_Supplied text_.
━━━━━━
Economic distress in America is real and not unique. Income and wealth inequalities are soaring, well-paying jobs are lacking despite record low unemployment rate, and social dissatisfaction is high. Beyond a few narrow establishments like Wall Street and Silicon Valley, fruits of economic expansion have not been shared by the greater public. In fact, it can be argued that the current growth model generates progress for the few at the expense of the majority. 
Furthermore, it is an important but often neglected insight that national economic wellbeing depends predominantly on domestic policies. While plenty needs to be done to reform the rules of globalization, including rebalancing away from the current corporatist agenda to labor and environmental priorities, American policymakers need to look from within for fixes to its economic woes. Putting arbitrary pressure on other countries outside the purview of current global arrangements in the hope of solving one’s own problem is no different from trying to “catch fish from a tree”.
America's economic relationship with China has also undergone some fundamental changes over the years. 
While China used to ship a lot of its exports to the US, its reliance on the US markets has declined sunstantially. Even before the trade war started, the US accounted for only less than one fifth of total Chinese export market. And since Trump took on China last March with tariffs on steel and aluminum, China’s export market share in the rest of the world has held steady while its exports to the US dropped. China was quick to conclude more than a dozen free trade agreements with its trading partners this year, and slashed tariff rates on exports from other countries while hiking up retaliatory levies on the US. In fact, as China continued with efforts to rebalance its economy, dependence on other countries for growth as a whole has reduced markedly. For example, its current account surplus hasa lready drop to close to zero from the height of over 10 percent a decade ago, leading the IMF to declare that China has a overall balanced trade relation with the world in its latest assessment.
If it’s America’s trade deficit Trump was after, the outcome could not be further from what he intended. Bilateral trade deficit with China of 30 billion dollars this June is at five-month high amid the trade war and American overall trade deficit with the rest of the world has basically hovered around 50 billion dollars since 2018. Widened deficits with most other trading partners and reduced balance with China simply means inefficient allocation of trade and thus higher costs for US consumers and firms. Trump certainly doesn’t seem to understand or care that net savings equal net exports is an accounting identity for any given economy, not to mention that seeking bilateral trade balance with others in today’s globally networked production is a fool’s errand.
To date, Trump’s tariff has achieved a number of things. At home, it has increased the price of consumer goods, effectively imposing a regressive tax on ordinary families. It has raised the costs of capital goods American businesses import from China, leaving companies with steeper prices which weigh on their competitiveness. Considering the amount and range of goods China supplies to the world market,it is no surprise that tariff costs so far have in fact fallen almost entirely on American consumers and businesses.
━━━━━━
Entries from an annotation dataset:

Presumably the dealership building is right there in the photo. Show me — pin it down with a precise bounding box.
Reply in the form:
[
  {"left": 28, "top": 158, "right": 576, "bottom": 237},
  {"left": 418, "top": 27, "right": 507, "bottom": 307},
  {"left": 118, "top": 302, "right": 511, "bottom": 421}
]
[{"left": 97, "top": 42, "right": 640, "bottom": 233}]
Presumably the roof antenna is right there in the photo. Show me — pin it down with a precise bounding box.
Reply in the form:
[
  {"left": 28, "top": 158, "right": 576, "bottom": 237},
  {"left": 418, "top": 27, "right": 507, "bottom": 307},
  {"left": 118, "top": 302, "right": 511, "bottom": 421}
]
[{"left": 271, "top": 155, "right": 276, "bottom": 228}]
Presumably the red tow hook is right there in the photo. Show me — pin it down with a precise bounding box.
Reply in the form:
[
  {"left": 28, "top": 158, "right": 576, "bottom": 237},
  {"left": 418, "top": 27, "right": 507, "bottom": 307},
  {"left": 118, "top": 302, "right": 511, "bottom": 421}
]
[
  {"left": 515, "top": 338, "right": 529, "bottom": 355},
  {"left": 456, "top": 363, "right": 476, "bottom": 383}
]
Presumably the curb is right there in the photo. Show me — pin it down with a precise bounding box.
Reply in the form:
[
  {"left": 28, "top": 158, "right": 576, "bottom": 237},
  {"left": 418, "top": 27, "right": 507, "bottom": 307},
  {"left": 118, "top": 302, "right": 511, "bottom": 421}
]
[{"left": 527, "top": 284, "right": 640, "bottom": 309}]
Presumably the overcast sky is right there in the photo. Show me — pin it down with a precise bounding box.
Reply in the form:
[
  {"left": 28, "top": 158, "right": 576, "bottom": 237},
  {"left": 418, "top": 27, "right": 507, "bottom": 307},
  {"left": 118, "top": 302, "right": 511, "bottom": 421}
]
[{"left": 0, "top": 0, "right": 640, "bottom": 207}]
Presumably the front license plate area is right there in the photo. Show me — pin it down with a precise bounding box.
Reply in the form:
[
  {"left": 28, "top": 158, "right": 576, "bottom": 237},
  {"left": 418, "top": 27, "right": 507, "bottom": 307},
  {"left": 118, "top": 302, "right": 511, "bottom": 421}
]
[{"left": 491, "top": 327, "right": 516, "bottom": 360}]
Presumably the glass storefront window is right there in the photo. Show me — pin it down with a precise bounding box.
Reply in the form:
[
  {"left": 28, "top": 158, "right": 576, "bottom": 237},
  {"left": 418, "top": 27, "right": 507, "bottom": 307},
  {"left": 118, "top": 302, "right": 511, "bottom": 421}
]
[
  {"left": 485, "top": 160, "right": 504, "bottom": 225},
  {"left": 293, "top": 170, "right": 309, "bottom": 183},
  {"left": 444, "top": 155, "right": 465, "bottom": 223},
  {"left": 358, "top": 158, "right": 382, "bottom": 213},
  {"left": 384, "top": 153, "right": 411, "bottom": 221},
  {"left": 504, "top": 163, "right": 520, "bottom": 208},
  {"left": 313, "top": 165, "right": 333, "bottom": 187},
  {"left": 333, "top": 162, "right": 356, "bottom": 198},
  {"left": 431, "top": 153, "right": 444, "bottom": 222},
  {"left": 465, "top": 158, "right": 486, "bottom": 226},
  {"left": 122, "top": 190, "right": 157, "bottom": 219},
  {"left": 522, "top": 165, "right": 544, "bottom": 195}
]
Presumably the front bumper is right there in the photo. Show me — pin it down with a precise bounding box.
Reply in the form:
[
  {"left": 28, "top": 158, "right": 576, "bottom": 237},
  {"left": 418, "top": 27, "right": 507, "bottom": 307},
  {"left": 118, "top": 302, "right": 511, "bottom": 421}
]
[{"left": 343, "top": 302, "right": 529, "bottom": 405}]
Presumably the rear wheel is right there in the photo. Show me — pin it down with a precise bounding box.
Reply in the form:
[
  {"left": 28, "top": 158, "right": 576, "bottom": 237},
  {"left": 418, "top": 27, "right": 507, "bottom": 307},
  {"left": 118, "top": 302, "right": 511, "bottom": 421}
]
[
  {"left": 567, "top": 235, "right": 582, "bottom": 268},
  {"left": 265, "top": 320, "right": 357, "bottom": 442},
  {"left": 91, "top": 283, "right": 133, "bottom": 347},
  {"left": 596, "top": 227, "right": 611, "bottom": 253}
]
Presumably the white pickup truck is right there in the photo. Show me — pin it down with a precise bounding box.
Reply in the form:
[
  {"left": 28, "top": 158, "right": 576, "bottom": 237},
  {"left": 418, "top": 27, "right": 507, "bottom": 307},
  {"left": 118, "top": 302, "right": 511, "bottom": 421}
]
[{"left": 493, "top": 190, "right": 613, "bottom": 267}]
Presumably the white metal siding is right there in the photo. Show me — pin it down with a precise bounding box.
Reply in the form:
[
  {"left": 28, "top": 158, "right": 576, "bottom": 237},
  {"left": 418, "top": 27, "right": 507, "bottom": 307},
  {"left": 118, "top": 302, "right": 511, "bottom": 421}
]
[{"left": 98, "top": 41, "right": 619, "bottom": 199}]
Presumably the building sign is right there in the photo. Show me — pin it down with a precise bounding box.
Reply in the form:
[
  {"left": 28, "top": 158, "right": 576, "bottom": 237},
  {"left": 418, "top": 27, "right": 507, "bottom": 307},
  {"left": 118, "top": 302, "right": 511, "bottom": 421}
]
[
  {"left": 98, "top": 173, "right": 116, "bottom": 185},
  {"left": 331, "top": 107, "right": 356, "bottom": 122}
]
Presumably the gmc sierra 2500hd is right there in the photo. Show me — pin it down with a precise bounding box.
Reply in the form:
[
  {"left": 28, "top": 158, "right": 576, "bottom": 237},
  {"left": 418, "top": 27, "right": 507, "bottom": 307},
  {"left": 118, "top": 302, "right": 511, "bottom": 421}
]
━━━━━━
_Written exercise 1_. According to the trade commentary, what share of China's total export market did the US account for before the trade war started?
_Written exercise 2_. Report every line of the records that contains the word "building".

_Task response 1_. Less than one fifth.

_Task response 2_.
Presumably the dealership building is right there in the photo. Show me — pin it down with a precise bounding box.
Presumably the building sign is right there in the photo. Show me — pin it down with a precise bounding box.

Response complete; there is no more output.